* _Try it_
Every record below should be repeated exactly. Omit the pictures.

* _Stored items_
____________

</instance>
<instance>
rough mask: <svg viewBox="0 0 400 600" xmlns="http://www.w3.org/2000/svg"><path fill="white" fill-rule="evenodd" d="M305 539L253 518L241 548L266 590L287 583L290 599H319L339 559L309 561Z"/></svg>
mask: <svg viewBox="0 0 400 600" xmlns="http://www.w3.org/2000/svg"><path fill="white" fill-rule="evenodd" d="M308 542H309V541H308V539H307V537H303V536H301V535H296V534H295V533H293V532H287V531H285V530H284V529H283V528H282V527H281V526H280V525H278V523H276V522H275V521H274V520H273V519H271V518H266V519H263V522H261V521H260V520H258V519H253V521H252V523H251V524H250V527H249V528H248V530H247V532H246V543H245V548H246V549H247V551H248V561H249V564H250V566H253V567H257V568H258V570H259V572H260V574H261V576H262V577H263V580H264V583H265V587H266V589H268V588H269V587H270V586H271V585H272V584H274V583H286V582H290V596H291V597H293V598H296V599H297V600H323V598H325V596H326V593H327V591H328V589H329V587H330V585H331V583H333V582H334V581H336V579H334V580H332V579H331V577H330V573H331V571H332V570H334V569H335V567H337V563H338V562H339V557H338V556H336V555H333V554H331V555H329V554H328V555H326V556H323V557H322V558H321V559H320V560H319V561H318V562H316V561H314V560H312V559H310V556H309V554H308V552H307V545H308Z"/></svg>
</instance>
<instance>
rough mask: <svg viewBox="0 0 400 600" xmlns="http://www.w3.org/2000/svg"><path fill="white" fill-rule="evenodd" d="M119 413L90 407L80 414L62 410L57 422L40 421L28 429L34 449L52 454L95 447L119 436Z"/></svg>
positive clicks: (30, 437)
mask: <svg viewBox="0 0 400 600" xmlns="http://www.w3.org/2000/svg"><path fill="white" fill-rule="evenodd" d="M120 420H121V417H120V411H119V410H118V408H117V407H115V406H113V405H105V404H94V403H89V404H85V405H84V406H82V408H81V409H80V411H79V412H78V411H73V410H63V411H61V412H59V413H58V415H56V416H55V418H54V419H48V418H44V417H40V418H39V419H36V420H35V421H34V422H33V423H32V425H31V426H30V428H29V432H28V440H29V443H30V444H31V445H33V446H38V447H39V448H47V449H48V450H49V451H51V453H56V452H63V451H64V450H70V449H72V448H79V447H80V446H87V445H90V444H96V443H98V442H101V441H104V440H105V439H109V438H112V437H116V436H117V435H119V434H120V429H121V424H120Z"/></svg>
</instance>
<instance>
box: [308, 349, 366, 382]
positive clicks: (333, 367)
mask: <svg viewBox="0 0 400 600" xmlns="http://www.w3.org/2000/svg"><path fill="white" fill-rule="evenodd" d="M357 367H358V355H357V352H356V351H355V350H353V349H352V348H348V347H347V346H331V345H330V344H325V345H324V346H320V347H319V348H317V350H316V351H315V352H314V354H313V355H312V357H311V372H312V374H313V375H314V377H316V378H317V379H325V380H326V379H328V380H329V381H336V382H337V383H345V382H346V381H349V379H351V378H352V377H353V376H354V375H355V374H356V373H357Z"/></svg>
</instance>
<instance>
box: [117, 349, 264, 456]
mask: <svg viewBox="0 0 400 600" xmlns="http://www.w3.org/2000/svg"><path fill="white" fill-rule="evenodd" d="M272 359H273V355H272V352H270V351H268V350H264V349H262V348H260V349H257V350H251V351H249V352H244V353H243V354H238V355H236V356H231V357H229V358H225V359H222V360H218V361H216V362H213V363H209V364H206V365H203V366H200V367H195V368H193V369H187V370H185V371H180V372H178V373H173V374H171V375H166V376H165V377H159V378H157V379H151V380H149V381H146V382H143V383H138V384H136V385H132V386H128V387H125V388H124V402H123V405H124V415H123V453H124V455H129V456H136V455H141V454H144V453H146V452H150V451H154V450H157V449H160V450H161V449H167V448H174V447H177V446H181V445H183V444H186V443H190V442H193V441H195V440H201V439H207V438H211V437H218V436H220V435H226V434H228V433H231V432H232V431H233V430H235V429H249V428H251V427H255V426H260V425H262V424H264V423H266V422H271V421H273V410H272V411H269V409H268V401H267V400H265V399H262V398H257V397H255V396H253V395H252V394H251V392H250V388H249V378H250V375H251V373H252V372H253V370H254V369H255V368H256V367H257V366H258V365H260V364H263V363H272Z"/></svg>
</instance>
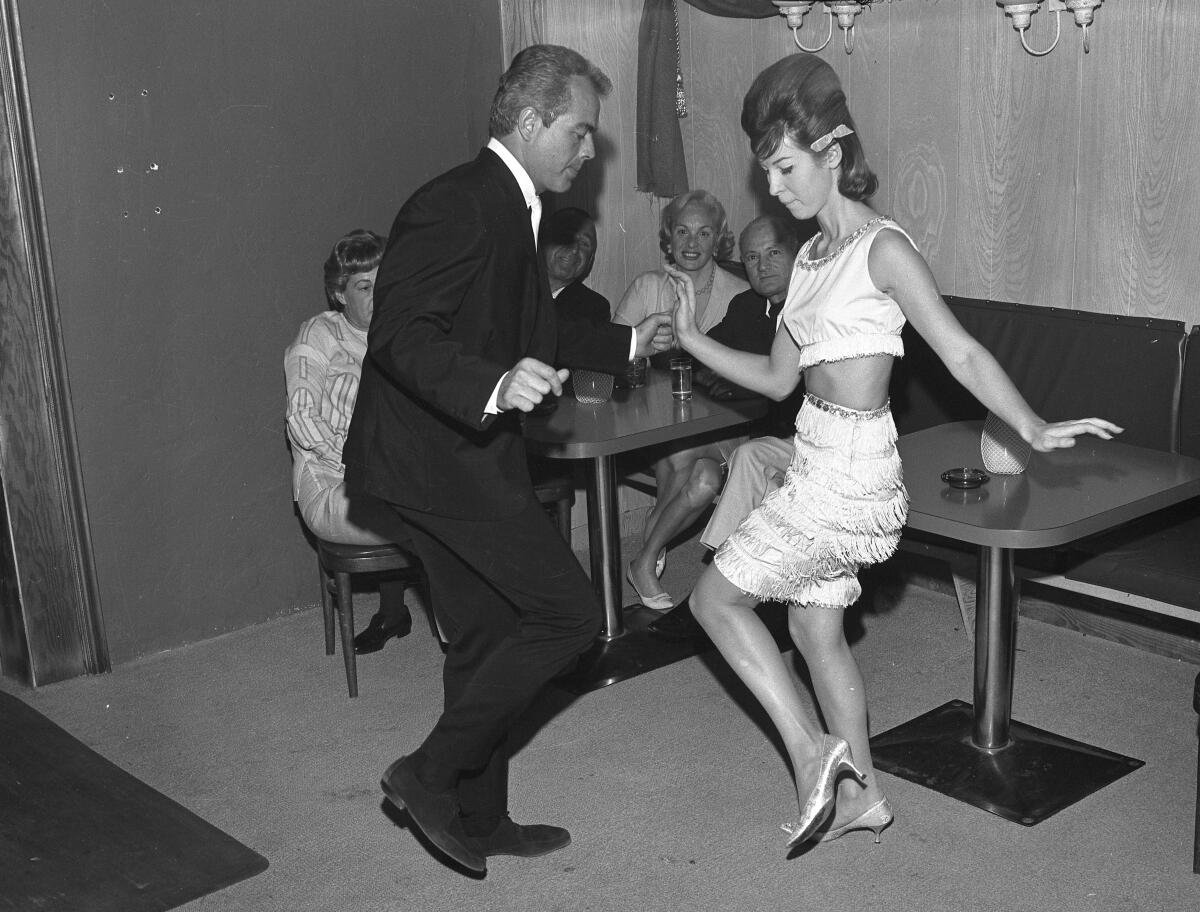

____________

* _The answer_
</instance>
<instance>
rough mask: <svg viewBox="0 0 400 600" xmlns="http://www.w3.org/2000/svg"><path fill="white" fill-rule="evenodd" d="M305 539L253 518L241 548L266 590L287 583L290 599H319L339 559L309 561Z"/></svg>
mask: <svg viewBox="0 0 400 600" xmlns="http://www.w3.org/2000/svg"><path fill="white" fill-rule="evenodd" d="M308 542H309V541H308V539H307V537H303V536H301V535H296V534H295V533H293V532H287V531H285V530H284V529H283V528H282V527H281V526H280V525H278V523H276V522H275V521H274V520H273V519H271V518H266V519H263V522H261V521H260V520H258V519H253V521H252V523H251V524H250V527H249V528H248V530H247V532H246V543H245V548H246V549H247V551H248V561H249V564H250V566H253V567H257V568H258V570H259V572H260V574H261V576H262V577H263V580H264V583H265V587H266V589H268V588H269V587H270V586H271V585H272V584H274V583H286V582H290V596H291V597H293V598H296V599H297V600H323V598H325V596H326V593H327V591H328V589H329V587H330V585H331V583H333V582H334V581H336V579H334V580H332V579H331V577H330V573H331V571H332V570H334V569H335V567H337V563H338V562H339V557H338V556H336V555H333V554H331V555H329V554H328V555H326V556H323V557H322V558H321V559H320V560H319V561H318V562H316V561H314V560H312V559H310V556H309V554H308V552H307V545H308Z"/></svg>
</instance>
<instance>
rough mask: <svg viewBox="0 0 400 600" xmlns="http://www.w3.org/2000/svg"><path fill="white" fill-rule="evenodd" d="M119 413L90 407L80 414L62 410L57 422L40 421L28 429L34 449L52 454L95 447L119 436Z"/></svg>
positive clicks: (30, 437)
mask: <svg viewBox="0 0 400 600" xmlns="http://www.w3.org/2000/svg"><path fill="white" fill-rule="evenodd" d="M120 420H121V417H120V411H119V410H118V408H117V407H115V406H113V405H105V404H94V403H89V404H85V405H84V406H82V408H81V409H80V411H79V412H78V411H73V410H63V411H61V412H59V413H58V415H56V416H55V418H54V419H48V418H44V417H40V418H39V419H36V420H35V421H34V422H33V423H32V425H31V426H30V428H29V432H28V440H29V443H30V444H31V445H33V446H38V447H39V448H47V449H48V450H49V451H51V453H56V452H63V451H64V450H70V449H72V448H79V447H80V446H87V445H90V444H96V443H98V442H101V441H104V440H105V439H109V438H112V437H116V436H117V435H119V434H120V429H121V424H120Z"/></svg>
</instance>
<instance>
box: [308, 349, 366, 382]
positive clicks: (333, 367)
mask: <svg viewBox="0 0 400 600" xmlns="http://www.w3.org/2000/svg"><path fill="white" fill-rule="evenodd" d="M357 367H358V355H357V352H356V351H355V350H353V349H352V348H348V347H347V346H331V345H330V344H325V345H324V346H320V347H319V348H317V350H316V351H315V352H314V354H313V355H312V357H311V372H312V374H313V375H314V377H316V378H317V379H325V380H326V379H328V380H329V381H336V382H337V383H345V382H346V381H349V379H351V378H352V377H353V376H354V375H355V374H356V373H357Z"/></svg>
</instance>
<instance>
box: [117, 349, 264, 456]
mask: <svg viewBox="0 0 400 600" xmlns="http://www.w3.org/2000/svg"><path fill="white" fill-rule="evenodd" d="M272 359H273V355H272V352H270V351H268V350H264V349H262V348H260V349H257V350H251V351H249V352H244V353H243V354H238V355H236V356H231V357H229V358H225V359H222V360H218V361H216V362H213V363H209V364H206V365H203V366H200V367H195V368H193V369H187V370H185V371H180V372H178V373H173V374H171V375H166V376H165V377H159V378H157V379H151V380H149V381H146V382H143V383H138V384H136V385H132V386H128V387H125V388H124V402H123V405H124V415H123V453H124V455H129V456H136V455H141V454H144V453H146V452H150V451H154V450H157V449H160V450H161V449H167V448H174V447H177V446H181V445H183V444H186V443H190V442H193V441H195V440H201V439H207V438H211V437H218V436H220V435H226V434H228V433H231V432H232V431H233V430H235V429H249V428H251V427H255V426H260V425H262V424H264V423H266V422H271V421H273V410H272V411H269V409H268V401H267V400H265V399H262V398H257V397H255V396H253V395H252V394H251V392H250V388H249V378H250V375H251V373H252V372H253V370H254V369H255V368H256V367H257V366H258V365H260V364H263V363H272Z"/></svg>
</instance>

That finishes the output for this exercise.